*Set exercise:* In the data that follows, find the line containing "of the front"; then quote that line and every line after it, exactly, through the last one.

* begin *

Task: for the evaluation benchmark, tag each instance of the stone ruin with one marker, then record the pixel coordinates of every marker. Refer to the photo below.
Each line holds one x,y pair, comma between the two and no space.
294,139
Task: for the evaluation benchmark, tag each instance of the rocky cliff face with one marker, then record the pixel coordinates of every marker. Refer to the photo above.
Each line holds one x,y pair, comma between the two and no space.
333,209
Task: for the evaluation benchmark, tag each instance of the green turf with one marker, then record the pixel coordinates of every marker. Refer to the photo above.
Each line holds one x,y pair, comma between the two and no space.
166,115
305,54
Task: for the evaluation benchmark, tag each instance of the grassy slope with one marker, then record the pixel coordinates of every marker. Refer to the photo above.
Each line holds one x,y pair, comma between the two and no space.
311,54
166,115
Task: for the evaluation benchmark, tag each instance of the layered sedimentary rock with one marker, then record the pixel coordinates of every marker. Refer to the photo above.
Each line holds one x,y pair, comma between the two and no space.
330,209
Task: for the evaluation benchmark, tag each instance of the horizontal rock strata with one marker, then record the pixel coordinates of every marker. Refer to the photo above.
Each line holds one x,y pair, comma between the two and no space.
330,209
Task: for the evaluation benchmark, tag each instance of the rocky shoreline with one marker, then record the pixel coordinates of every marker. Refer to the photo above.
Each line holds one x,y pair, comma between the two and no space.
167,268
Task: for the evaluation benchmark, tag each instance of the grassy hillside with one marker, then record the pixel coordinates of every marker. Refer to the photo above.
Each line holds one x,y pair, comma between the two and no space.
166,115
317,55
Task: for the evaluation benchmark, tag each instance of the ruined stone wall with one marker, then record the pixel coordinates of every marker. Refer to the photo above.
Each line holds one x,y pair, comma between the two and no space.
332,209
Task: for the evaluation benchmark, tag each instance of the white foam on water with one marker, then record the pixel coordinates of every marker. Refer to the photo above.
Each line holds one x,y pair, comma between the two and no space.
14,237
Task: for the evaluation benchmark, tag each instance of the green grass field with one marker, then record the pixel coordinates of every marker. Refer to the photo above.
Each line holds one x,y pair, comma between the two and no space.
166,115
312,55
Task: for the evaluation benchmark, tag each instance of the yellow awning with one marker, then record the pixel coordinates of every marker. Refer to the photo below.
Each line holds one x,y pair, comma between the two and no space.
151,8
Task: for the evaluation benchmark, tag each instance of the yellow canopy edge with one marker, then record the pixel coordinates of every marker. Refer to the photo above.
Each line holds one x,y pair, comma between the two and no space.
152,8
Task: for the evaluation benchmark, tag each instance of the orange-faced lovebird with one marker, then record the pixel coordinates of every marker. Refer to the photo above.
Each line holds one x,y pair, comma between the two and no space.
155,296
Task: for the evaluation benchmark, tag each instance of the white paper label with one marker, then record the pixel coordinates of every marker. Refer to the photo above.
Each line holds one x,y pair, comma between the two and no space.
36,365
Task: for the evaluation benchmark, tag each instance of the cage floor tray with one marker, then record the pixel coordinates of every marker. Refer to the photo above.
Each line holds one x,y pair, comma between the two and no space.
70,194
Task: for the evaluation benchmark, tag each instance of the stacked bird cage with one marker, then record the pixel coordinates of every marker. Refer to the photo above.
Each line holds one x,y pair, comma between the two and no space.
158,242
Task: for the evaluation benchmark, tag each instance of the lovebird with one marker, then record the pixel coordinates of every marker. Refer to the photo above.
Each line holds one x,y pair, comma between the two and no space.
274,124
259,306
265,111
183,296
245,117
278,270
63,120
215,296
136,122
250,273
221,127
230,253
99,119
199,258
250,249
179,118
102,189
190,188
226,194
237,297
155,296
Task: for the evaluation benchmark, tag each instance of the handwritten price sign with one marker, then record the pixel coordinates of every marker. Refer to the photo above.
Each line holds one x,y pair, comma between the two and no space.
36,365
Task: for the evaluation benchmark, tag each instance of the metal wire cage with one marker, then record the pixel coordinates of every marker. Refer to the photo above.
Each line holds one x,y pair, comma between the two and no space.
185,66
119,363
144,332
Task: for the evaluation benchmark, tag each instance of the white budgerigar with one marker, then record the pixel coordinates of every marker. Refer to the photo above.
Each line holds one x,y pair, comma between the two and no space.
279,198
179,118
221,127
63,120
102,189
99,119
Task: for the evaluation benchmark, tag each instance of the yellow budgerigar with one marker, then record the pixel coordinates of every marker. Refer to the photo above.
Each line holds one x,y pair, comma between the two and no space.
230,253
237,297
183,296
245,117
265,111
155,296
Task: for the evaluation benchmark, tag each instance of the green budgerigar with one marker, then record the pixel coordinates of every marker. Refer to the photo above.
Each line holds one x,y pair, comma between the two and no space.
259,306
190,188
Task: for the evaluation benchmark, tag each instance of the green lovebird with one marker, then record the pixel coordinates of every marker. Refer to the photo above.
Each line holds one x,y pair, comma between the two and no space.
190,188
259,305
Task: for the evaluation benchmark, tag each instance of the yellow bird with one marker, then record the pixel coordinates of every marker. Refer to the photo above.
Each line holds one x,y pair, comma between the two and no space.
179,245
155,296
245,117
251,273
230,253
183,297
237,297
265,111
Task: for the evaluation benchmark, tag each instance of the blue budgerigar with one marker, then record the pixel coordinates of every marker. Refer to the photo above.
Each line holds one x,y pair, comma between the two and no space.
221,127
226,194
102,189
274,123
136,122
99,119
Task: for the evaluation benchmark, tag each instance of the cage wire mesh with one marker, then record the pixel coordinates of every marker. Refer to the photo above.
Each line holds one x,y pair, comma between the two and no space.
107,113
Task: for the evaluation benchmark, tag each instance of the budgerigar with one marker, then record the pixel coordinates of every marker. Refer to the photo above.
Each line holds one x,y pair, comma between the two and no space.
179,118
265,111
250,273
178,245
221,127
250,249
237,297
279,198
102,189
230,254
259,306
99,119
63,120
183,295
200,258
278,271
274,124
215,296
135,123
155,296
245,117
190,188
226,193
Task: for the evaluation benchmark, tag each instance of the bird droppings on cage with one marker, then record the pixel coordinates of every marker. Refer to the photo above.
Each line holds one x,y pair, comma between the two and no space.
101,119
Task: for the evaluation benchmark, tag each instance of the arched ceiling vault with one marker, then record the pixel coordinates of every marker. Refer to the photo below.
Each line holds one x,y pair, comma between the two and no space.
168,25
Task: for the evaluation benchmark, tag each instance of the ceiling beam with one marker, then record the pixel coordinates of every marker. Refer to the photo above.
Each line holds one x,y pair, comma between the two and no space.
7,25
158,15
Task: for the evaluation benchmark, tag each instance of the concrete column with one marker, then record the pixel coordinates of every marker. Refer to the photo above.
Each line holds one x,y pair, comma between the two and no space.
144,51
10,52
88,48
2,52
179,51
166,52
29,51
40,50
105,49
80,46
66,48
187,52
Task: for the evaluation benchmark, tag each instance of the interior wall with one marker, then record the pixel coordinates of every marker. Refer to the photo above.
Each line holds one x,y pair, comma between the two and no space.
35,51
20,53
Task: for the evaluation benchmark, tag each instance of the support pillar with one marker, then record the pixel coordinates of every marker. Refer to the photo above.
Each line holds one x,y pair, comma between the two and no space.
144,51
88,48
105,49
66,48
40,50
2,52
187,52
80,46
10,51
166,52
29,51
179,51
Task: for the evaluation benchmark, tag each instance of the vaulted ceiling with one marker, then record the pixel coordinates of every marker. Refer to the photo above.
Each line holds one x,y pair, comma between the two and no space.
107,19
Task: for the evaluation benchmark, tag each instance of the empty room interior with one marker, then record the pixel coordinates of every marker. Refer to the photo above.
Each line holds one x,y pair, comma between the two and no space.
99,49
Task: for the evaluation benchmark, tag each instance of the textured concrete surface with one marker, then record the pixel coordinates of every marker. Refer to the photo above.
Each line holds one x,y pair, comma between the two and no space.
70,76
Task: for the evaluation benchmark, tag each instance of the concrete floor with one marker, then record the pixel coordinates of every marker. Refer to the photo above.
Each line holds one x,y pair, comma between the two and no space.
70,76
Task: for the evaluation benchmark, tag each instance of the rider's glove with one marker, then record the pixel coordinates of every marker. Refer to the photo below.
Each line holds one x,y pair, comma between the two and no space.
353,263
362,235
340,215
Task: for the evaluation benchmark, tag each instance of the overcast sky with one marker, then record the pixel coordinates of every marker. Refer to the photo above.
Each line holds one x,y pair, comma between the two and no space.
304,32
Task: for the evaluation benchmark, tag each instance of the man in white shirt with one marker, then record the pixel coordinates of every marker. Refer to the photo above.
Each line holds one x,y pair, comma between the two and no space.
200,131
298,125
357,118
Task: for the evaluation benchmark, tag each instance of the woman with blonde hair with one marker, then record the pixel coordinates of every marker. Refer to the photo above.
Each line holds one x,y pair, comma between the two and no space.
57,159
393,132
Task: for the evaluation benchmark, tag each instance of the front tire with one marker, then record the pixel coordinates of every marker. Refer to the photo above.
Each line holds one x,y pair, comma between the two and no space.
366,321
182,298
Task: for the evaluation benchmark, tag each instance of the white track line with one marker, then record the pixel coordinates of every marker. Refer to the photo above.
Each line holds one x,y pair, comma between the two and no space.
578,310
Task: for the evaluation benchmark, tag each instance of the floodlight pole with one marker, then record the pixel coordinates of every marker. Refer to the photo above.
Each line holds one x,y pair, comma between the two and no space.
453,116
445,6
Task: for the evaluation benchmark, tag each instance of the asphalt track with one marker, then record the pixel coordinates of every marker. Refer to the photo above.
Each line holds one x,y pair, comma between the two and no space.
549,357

* end *

*Exercise solution:*
Task: for the evaluation benchmark, tag each instance of the front tire with one marker, then record the pixel coordinates of every marker. Refer to the photo above.
Each line holds one x,y pair, comma between the two and no space.
366,321
182,298
Task: for the evaluation benchmark, tag each instance of the white track line with one marker, then record the pixel coordinates of every marker. Refer to the photo above.
Each line holds one x,y pair, comma between the two and no space.
578,310
Task: for the evaluation benchmark, tag each instance of the floodlight pole with one marker, then record the pixel coordinates of every marker. Refer to the photo above.
Each line holds one x,y pair, comma between the two and no space.
453,116
445,6
Task: for the evaluation benchmark, tag each instance of the asphalt track with one marker, then record the pixel coordinates of every marker. Refer to the photo above.
Each line holds one x,y pair, comma between the two and no space.
549,357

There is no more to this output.